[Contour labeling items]
◇ ◇ ◇ ◇ ◇ ◇ ◇

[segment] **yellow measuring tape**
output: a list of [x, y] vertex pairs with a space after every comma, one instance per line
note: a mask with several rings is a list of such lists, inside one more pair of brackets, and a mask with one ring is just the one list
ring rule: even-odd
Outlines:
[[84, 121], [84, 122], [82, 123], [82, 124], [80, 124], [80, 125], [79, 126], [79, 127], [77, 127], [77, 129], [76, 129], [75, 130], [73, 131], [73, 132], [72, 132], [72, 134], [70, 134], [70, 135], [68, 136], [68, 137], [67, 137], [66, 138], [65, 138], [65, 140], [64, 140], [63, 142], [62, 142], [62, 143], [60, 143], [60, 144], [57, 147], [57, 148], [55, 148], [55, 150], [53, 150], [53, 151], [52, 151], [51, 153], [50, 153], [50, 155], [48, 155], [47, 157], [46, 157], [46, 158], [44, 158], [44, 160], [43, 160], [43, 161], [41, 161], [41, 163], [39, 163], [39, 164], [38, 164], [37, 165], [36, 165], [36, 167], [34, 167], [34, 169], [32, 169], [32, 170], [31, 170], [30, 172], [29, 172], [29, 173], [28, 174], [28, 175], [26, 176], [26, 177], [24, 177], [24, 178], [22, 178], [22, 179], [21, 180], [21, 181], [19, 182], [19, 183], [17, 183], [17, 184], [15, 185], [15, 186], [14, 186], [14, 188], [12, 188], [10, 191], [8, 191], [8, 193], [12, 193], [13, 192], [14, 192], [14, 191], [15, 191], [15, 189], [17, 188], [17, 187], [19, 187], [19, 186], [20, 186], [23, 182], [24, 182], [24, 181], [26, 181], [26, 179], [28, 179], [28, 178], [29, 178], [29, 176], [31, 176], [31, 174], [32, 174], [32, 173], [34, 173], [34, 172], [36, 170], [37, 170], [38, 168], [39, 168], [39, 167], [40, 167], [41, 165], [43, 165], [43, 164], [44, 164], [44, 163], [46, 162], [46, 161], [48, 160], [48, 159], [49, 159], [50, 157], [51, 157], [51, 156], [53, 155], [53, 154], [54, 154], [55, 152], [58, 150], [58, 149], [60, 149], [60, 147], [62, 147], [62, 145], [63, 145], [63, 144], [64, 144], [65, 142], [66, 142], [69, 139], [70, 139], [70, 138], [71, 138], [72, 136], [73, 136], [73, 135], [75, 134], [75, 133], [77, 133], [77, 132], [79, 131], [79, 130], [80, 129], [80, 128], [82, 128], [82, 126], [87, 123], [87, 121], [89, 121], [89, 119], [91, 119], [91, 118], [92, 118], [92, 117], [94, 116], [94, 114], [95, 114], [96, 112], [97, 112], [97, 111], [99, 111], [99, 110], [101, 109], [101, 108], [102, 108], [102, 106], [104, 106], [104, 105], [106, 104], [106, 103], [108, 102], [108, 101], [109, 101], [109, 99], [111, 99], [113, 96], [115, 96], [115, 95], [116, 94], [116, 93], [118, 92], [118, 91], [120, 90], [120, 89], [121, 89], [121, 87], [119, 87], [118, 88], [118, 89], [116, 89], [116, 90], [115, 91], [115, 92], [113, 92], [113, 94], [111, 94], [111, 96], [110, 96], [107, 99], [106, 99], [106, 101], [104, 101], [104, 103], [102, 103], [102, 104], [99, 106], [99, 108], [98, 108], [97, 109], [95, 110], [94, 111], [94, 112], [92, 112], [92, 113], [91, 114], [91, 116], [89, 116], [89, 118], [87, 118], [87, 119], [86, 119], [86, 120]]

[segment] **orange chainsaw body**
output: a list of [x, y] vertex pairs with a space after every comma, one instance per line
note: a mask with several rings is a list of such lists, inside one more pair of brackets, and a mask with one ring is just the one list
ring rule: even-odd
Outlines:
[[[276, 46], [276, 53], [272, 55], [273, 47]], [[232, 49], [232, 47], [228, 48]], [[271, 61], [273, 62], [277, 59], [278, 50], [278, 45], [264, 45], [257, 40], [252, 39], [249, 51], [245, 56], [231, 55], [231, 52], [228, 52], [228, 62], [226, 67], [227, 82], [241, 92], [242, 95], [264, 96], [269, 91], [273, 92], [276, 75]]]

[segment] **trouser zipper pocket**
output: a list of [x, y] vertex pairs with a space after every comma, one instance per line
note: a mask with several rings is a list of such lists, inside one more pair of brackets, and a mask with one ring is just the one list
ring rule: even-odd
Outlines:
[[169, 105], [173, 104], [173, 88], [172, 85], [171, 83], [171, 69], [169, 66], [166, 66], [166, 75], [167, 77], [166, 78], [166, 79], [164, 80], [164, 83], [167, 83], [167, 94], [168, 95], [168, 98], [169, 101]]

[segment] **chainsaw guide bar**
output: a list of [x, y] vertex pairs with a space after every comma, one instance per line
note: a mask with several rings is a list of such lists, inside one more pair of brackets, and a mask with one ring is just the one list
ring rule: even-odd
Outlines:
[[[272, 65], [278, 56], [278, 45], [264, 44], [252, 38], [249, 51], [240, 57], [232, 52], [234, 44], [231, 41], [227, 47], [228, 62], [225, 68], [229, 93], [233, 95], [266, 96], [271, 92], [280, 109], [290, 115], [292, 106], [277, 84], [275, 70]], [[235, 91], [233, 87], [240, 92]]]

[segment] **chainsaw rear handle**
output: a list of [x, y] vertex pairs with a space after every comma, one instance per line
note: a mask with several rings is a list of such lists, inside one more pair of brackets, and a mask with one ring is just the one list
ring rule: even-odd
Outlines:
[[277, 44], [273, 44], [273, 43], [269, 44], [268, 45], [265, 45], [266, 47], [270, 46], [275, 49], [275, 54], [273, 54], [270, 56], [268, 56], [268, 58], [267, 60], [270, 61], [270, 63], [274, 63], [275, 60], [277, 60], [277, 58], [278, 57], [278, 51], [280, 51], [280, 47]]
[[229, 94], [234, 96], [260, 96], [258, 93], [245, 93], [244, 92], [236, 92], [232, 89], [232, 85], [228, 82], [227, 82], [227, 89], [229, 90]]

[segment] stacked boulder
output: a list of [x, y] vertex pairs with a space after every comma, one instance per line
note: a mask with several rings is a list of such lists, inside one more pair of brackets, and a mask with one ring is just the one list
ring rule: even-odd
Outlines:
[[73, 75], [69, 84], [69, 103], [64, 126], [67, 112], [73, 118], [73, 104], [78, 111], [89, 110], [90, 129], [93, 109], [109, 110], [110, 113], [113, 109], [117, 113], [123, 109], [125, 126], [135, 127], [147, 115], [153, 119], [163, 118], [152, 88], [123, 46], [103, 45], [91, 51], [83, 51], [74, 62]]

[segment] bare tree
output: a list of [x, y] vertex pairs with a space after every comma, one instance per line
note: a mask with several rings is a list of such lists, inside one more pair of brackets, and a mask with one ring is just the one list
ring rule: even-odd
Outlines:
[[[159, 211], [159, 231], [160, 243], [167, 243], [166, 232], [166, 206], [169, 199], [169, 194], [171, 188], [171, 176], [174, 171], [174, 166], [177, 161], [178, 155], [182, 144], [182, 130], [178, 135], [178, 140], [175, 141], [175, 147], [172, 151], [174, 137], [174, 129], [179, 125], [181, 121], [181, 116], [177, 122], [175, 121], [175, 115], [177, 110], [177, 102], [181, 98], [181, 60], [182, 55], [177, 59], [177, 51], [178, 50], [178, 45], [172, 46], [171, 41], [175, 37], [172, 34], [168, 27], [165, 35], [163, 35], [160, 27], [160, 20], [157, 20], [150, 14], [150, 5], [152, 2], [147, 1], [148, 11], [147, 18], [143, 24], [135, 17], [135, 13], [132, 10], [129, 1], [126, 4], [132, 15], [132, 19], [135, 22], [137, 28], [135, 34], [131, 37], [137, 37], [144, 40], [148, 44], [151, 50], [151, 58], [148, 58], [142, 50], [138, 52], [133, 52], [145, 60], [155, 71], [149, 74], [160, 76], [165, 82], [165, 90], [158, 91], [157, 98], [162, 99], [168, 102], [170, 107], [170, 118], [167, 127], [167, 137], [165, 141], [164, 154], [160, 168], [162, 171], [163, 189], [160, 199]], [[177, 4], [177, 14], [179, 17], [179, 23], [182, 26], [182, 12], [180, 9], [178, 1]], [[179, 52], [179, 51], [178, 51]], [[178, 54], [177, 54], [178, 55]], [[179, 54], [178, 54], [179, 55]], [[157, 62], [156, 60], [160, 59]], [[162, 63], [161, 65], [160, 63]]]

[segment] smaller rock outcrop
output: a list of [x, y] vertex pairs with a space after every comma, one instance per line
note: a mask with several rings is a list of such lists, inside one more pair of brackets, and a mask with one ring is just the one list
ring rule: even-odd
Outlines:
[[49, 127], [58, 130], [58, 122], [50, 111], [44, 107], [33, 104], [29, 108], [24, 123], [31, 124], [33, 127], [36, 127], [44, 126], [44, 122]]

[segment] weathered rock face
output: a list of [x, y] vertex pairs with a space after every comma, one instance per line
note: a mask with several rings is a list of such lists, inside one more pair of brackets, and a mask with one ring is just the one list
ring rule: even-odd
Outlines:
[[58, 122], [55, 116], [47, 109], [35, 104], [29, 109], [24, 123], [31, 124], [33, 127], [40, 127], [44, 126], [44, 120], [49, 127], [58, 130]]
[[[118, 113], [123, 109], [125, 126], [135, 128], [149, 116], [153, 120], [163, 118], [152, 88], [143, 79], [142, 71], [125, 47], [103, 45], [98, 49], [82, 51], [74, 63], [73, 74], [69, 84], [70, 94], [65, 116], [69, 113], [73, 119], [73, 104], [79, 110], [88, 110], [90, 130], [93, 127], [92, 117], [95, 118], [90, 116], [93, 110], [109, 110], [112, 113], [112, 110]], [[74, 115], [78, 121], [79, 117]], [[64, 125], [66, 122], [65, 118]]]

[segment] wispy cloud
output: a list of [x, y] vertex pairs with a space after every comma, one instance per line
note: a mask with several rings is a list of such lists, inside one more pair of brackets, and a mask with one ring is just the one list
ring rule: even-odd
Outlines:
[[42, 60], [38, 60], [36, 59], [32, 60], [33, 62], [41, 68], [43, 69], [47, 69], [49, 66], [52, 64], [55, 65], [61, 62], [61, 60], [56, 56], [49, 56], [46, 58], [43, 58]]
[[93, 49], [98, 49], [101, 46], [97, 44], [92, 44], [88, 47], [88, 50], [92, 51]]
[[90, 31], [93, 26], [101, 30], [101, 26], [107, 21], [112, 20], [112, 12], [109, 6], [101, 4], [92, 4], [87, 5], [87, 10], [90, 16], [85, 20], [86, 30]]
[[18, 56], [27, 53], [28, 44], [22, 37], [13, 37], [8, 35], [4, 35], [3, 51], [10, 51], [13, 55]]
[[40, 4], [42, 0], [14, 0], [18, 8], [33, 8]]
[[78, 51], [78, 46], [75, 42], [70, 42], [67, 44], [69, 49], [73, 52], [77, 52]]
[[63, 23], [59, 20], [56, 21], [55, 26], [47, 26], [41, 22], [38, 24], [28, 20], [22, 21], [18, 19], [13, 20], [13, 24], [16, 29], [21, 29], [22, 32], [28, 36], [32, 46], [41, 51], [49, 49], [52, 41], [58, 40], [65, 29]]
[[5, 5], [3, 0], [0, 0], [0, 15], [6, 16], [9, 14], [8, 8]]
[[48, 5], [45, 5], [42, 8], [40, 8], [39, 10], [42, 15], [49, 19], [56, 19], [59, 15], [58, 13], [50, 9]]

◇ ◇ ◇ ◇ ◇ ◇ ◇

- _REQUIRED WORK_: Can you output everything in the entries from the line containing "[segment] smaller rock outcrop" down to and including the line containing "122], [65, 118]]]" as a JSON list of strings, one string per line, with blank lines left out?

- _COMPLETE OUTPUT_:
[
  "[segment] smaller rock outcrop",
  "output: a list of [x, y] vertex pairs with a space after every comma, one instance per line",
  "note: a mask with several rings is a list of such lists, inside one more pair of brackets, and a mask with one ring is just the one list",
  "ring rule: even-odd",
  "Outlines:",
  "[[49, 127], [58, 130], [58, 122], [50, 111], [44, 107], [33, 104], [29, 108], [24, 123], [31, 124], [33, 127], [36, 127], [44, 126], [44, 122]]",
  "[segment] weathered rock face",
  "output: a list of [x, y] vertex pairs with a space after every comma, one instance per line",
  "note: a mask with several rings is a list of such lists, inside one more pair of brackets, and a mask with one ring is just the one list",
  "ring rule: even-odd",
  "Outlines:",
  "[[58, 122], [55, 116], [47, 109], [35, 104], [29, 109], [24, 123], [31, 124], [33, 127], [40, 127], [44, 126], [44, 120], [49, 127], [58, 130]]",
  "[[[118, 113], [123, 109], [125, 126], [135, 128], [149, 116], [153, 120], [163, 118], [152, 88], [143, 79], [142, 71], [125, 47], [103, 45], [98, 49], [82, 51], [74, 63], [73, 74], [69, 84], [70, 94], [65, 116], [69, 113], [73, 119], [73, 104], [79, 110], [88, 110], [90, 130], [93, 127], [92, 117], [95, 118], [90, 116], [93, 110], [109, 110], [112, 113], [112, 110]], [[74, 115], [78, 121], [79, 117]], [[64, 125], [66, 122], [65, 118]]]"
]